*Work to do*:
Reproduce every line of the items below, keeping each one unchanged.

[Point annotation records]
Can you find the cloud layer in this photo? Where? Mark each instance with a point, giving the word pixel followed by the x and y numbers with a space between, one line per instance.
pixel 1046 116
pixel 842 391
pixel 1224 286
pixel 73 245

*Correct answer*:
Can you find the cloud layer in this photo? Where? Mark each instance with a point, giving the word pixel followed by the x and y numbers with a space between, one line per instance.
pixel 1046 116
pixel 842 391
pixel 1224 286
pixel 73 245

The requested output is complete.